* **To be done**:
Output the material below in its entirety, exactly as given.

* **Material supplied**:
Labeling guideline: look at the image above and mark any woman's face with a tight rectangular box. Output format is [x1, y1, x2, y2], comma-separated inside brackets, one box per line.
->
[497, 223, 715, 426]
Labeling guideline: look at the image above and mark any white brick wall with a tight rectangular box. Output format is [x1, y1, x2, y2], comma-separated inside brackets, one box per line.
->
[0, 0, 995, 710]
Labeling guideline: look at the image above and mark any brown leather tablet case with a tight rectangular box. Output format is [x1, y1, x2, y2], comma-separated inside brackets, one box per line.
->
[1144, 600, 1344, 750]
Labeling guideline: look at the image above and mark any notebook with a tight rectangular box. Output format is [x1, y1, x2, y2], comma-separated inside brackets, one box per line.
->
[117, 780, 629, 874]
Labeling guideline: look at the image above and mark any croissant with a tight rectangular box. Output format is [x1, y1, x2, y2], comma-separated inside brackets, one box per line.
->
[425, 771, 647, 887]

* **Solution to this task**:
Labeling guideline: look at the image above and mark any woman's face with a tight rectangular box. Output format is [x1, y1, x2, y2], comma-separated inside brackets, one box per line.
->
[497, 223, 715, 426]
Labeling guideline: look at the image above and mark any white brick wall with a tight rectangular box. Output format is [x1, y1, x2, y2], comma-separated inside brackets, one box per line.
->
[0, 0, 995, 710]
Labeling guideline: look at the image above and mark any brown leather tablet case with a tight rectangular box. Output format is [x1, y1, x2, y2], comma-separated inside brackets, one box per line.
->
[1144, 600, 1344, 750]
Labeling guideline: look at the image above and mark any notebook with a tight rectangular box. Output format is [x1, y1, x2, y2], comma-separated inside brackets, one box per line.
->
[117, 780, 629, 874]
Labeling guideline: look at the image above and mark any croissant with a tight rectangular box. Output format is [x1, y1, x2, y2], comma-separated inside brackets, one box per line.
->
[425, 771, 647, 887]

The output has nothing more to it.